Task requirements
Copy out all the records, word for word.

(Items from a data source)
|---|

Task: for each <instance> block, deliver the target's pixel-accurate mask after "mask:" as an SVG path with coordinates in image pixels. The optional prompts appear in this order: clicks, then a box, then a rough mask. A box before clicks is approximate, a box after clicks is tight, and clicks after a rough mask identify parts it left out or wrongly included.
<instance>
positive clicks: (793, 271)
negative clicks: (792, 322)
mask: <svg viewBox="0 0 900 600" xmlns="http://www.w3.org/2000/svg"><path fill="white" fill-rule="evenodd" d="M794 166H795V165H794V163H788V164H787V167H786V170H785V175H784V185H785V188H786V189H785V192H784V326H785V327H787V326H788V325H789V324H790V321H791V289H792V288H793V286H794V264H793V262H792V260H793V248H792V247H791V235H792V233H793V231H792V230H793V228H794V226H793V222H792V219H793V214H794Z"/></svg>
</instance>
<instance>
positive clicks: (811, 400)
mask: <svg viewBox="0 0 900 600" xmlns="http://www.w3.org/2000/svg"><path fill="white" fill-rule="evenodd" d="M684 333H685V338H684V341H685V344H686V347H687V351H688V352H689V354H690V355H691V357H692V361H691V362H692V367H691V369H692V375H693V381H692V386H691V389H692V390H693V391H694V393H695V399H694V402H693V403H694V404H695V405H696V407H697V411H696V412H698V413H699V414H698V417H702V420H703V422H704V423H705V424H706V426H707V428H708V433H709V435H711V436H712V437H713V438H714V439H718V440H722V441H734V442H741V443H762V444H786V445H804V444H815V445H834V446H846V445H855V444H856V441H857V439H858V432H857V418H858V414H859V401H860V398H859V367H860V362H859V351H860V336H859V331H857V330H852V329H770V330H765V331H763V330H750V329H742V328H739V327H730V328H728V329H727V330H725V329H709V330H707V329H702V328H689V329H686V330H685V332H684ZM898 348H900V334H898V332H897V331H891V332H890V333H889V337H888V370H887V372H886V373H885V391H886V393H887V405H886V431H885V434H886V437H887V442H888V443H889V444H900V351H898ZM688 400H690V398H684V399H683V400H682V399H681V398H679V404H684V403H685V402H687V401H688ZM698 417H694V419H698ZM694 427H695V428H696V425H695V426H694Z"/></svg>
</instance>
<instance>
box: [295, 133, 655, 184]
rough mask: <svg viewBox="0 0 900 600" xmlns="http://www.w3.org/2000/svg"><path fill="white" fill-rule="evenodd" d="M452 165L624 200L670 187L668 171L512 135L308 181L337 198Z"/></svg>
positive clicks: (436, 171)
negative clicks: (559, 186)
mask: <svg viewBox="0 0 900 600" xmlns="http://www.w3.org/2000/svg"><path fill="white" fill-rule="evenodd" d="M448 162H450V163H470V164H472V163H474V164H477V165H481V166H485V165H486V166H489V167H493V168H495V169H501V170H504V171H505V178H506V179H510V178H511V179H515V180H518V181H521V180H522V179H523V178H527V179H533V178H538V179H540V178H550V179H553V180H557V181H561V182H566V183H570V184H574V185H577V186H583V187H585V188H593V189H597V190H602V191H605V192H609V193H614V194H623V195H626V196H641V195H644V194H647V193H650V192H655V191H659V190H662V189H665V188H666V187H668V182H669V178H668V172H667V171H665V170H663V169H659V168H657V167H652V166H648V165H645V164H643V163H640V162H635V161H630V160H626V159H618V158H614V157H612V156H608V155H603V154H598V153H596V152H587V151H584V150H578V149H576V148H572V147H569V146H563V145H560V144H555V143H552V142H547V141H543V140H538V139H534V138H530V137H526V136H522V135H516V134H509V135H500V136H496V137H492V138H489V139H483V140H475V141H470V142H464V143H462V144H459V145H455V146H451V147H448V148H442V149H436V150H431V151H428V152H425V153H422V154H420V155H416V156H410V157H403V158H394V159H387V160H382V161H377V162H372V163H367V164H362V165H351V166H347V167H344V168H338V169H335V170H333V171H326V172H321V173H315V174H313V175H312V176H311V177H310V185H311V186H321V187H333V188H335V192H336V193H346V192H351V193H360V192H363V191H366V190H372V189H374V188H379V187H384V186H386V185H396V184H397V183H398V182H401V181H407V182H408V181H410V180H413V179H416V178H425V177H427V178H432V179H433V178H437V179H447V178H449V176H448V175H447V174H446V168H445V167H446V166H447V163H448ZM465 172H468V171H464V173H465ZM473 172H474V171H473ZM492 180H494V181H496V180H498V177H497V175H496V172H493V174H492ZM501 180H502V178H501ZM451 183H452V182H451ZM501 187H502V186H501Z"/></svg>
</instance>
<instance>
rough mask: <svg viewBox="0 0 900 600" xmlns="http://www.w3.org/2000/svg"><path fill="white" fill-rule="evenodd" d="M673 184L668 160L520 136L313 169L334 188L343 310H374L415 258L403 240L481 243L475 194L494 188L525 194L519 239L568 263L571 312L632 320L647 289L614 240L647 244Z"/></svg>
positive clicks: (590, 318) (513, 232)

|---|

Solution for this problem
Task: for each <instance> block, deliver the target's pixel-accurate mask after "mask:" as an SVG path with coordinates in image pixels. The optional prompts appear in this order: clicks, then a box, then a rough mask. A box before clicks is approximate, a box after clicks is tight, and clicks after a rough mask identify parts it left out or wrongly included.
<instance>
positive clicks: (793, 271)
negative clicks: (792, 322)
mask: <svg viewBox="0 0 900 600" xmlns="http://www.w3.org/2000/svg"><path fill="white" fill-rule="evenodd" d="M794 166H795V165H794V163H788V164H787V167H786V170H785V175H784V185H785V188H786V189H785V192H784V326H785V327H787V326H788V325H789V324H790V321H791V289H792V288H793V286H794V264H793V262H792V260H793V248H792V247H791V235H792V233H793V231H792V230H793V228H794V226H793V222H792V219H793V214H794Z"/></svg>
</instance>
<instance>
positive clicks: (811, 400)
mask: <svg viewBox="0 0 900 600" xmlns="http://www.w3.org/2000/svg"><path fill="white" fill-rule="evenodd" d="M684 333H685V338H684V341H685V344H686V347H687V351H688V352H689V354H690V355H691V357H692V361H691V362H692V367H691V369H692V375H693V381H692V386H691V389H692V390H693V391H694V393H695V399H694V402H693V403H694V404H695V405H696V407H697V411H696V412H698V413H699V414H698V417H702V420H703V422H704V423H705V424H706V426H707V428H708V433H709V435H711V436H712V437H713V438H714V439H718V440H722V441H734V442H741V443H762V444H786V445H804V444H815V445H834V446H846V445H855V444H856V441H857V439H858V432H857V418H858V414H859V401H860V398H859V367H860V362H859V351H860V336H859V331H857V330H852V329H770V330H765V331H763V330H750V329H742V328H739V327H730V328H728V329H727V330H725V329H709V330H707V329H702V328H689V329H686V330H685V332H684ZM898 348H900V334H898V332H897V331H891V332H890V333H889V337H888V370H887V372H886V373H885V391H886V393H887V405H886V431H885V434H886V437H887V442H888V443H889V444H900V351H898ZM688 400H690V398H684V399H683V400H682V399H681V398H679V404H684V403H685V402H687V401H688ZM698 417H694V419H698ZM694 427H695V428H696V425H695V426H694Z"/></svg>
</instance>
<instance>
box: [295, 133, 655, 184]
rough mask: <svg viewBox="0 0 900 600" xmlns="http://www.w3.org/2000/svg"><path fill="white" fill-rule="evenodd" d="M452 165L624 200L670 187L668 171L512 135L308 181L337 198Z"/></svg>
positive clicks: (436, 171)
negative clicks: (559, 186)
mask: <svg viewBox="0 0 900 600" xmlns="http://www.w3.org/2000/svg"><path fill="white" fill-rule="evenodd" d="M448 162H450V163H470V164H472V163H474V164H477V165H481V166H485V165H486V166H489V167H493V168H495V169H501V170H504V171H505V178H506V179H510V178H511V179H515V180H518V181H521V180H522V179H523V178H527V179H533V178H538V179H540V178H550V179H553V180H557V181H561V182H566V183H570V184H574V185H577V186H583V187H585V188H593V189H597V190H602V191H605V192H609V193H614V194H623V195H626V196H641V195H644V194H647V193H650V192H655V191H659V190H662V189H665V188H666V187H668V182H669V178H668V172H667V171H665V170H663V169H659V168H657V167H652V166H648V165H645V164H643V163H640V162H635V161H630V160H626V159H618V158H614V157H612V156H608V155H603V154H598V153H596V152H587V151H584V150H578V149H576V148H572V147H569V146H563V145H560V144H555V143H552V142H547V141H543V140H538V139H534V138H530V137H526V136H522V135H516V134H509V135H500V136H496V137H492V138H489V139H483V140H475V141H470V142H464V143H462V144H459V145H455V146H451V147H448V148H442V149H436V150H431V151H428V152H425V153H422V154H420V155H416V156H410V157H403V158H394V159H387V160H382V161H377V162H372V163H367V164H362V165H351V166H347V167H344V168H338V169H335V170H333V171H326V172H321V173H315V174H313V175H312V176H311V177H310V185H311V186H321V187H333V188H335V192H336V193H346V192H351V193H360V192H363V191H366V190H372V189H374V188H379V187H384V186H386V185H396V184H397V183H398V182H401V181H407V182H408V181H410V180H413V179H416V178H425V177H427V178H432V179H433V178H437V179H447V178H449V176H448V175H447V174H446V168H445V167H446V166H447V163H448ZM465 172H468V171H464V173H465ZM473 172H474V171H473ZM492 180H494V181H496V180H498V177H497V175H496V172H493V174H492ZM501 180H502V178H501ZM451 183H452V182H451ZM501 187H502V186H501Z"/></svg>
</instance>
<instance>
rough mask: <svg viewBox="0 0 900 600" xmlns="http://www.w3.org/2000/svg"><path fill="white" fill-rule="evenodd" d="M673 184L668 160L520 136L313 169L334 188L343 310H374L415 258L403 240L481 243L475 194L494 188L525 194L519 239L568 263L571 312L632 320L647 289L614 240L647 244Z"/></svg>
positive clicks: (590, 318) (513, 232)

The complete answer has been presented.